» Supplied material

>> Start

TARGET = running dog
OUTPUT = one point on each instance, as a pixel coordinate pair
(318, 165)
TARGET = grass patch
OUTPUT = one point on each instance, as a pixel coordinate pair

>> End

» Set exercise
Copy every line above word for word, in the same order.

» Result of the exercise
TARGET = running dog
OUTPUT = one point on each instance, as a pixel coordinate pair
(318, 165)
TARGET = grass patch
OUTPUT = one point on each instance, as a pixel coordinate pair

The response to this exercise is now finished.